----- Data provided
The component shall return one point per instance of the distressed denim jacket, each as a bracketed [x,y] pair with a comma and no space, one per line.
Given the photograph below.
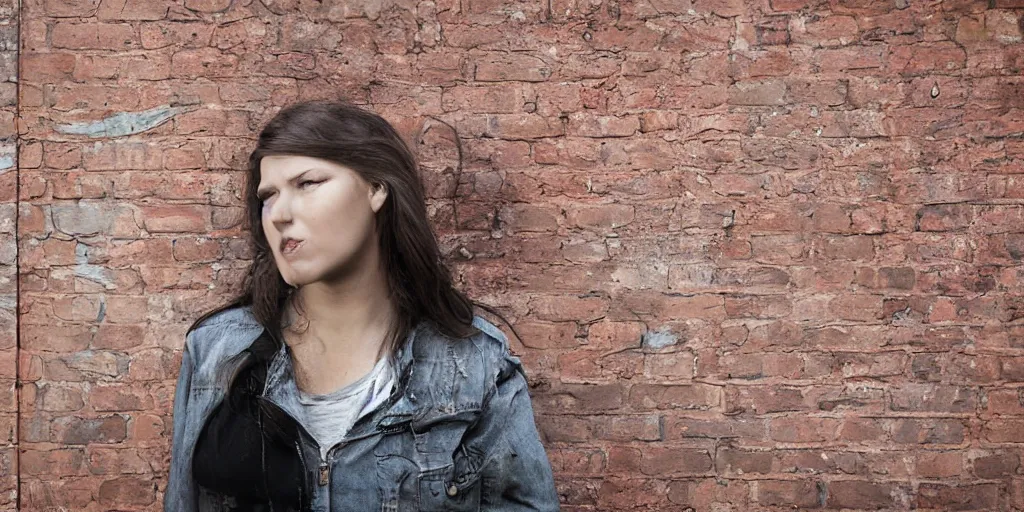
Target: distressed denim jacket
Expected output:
[461,435]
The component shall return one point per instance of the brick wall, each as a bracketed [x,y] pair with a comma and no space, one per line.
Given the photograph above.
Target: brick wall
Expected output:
[763,254]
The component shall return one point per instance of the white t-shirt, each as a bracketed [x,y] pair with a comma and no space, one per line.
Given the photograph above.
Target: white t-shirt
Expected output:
[329,417]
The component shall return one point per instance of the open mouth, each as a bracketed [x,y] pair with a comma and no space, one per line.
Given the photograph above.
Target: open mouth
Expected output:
[289,246]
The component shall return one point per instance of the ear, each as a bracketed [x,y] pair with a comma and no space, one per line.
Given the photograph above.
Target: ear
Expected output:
[378,193]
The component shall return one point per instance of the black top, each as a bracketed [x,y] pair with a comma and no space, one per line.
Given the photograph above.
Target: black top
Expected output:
[249,450]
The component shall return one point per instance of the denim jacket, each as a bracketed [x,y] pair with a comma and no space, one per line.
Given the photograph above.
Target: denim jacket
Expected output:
[461,435]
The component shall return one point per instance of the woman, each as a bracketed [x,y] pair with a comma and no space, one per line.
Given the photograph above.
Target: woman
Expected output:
[349,374]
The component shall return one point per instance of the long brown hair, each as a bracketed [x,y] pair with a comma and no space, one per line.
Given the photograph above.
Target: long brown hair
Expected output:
[420,284]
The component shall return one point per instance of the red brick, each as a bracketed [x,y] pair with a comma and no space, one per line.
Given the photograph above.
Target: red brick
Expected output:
[929,431]
[788,494]
[861,495]
[978,497]
[666,461]
[126,492]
----------
Stated exercise
Give every line of the records above as a JSON list of strings, one string per line, with blank lines left out. Leave the pictures out of the list.

Solution
[
  "The component shall return one point per instance of the distressed denim jacket, each as a bracketed [x,y] pair with a comma and no space, one per line.",
  "Given the photograph below.",
  "Target: distressed denim jacket",
  "Expected output:",
  "[461,435]",
  "The component shall return one point per instance of the brick wall, each as a bracketed [x,y] pair with a comma and no space, one per line.",
  "Given the photograph above.",
  "Target: brick wall",
  "Expected output:",
  "[763,254]",
  "The component shall return one point per instance of the white t-shirt, each as a bracketed [x,y] pair with a comma and no space, one per line.",
  "Given the photograph above.",
  "Target: white t-shirt",
  "Expected output:",
  "[329,417]",
  "The component shall return one point per instance of the open mouth, each as a bracketed [x,y] pair with a comma and no space, one per line.",
  "Given the photograph above.",
  "Target: open mouth",
  "Expected output:",
  "[289,246]",
  "The component shall return one point per instance of the ear, each as a bracketed [x,y] pair with a comma and no space, one per line.",
  "Given the photograph above.",
  "Target: ear",
  "Expected output:",
  "[378,193]",
  "The component shall return one point per instance of the black top, each as a bracketed [x,y] pair with a comma and no space, one per line.",
  "Given the photograph above.",
  "Target: black top",
  "Expected output:",
  "[249,450]",
  "The component shall return one point per instance of the denim jacket, each as a bracketed [x,y] pair with a comma and no space, one per line.",
  "Given the photograph above.",
  "Target: denim jacket",
  "Expected output:",
  "[461,435]",
  "The component shall return one point per instance of the woman, each as a bracketed [x,y] pair with a comma and no space, one per line.",
  "Given the photograph above.",
  "Target: woman",
  "Expected output:",
  "[349,374]",
  "The component shall return one point per instance of the long brown hair, each as a bracketed [x,y] pair with a comma and no space, one per line.",
  "Given the photograph above.",
  "Target: long brown hair",
  "Expected output:",
  "[420,284]",
  "The component shall return one point per instance of the red brick, each as a bracketed [x,y] pair with a comma and no space, one per line.",
  "Given the photograph above.",
  "Target: red brick",
  "Expected output:",
  "[929,431]",
  "[788,494]",
  "[861,495]",
  "[978,497]",
  "[666,461]",
  "[126,492]"
]